• **Problem details**
Reproduce every line of the rows from the line containing "Target: white breast" through the end of the rows, shifting each coordinate in the answers by -113.

• **Provided records**
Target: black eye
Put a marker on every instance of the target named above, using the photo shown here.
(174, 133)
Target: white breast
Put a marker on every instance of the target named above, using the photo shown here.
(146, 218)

• **Solved exercise**
Target: white breast
Put a marker on every instance of the target named above, using the photo shown here.
(33, 105)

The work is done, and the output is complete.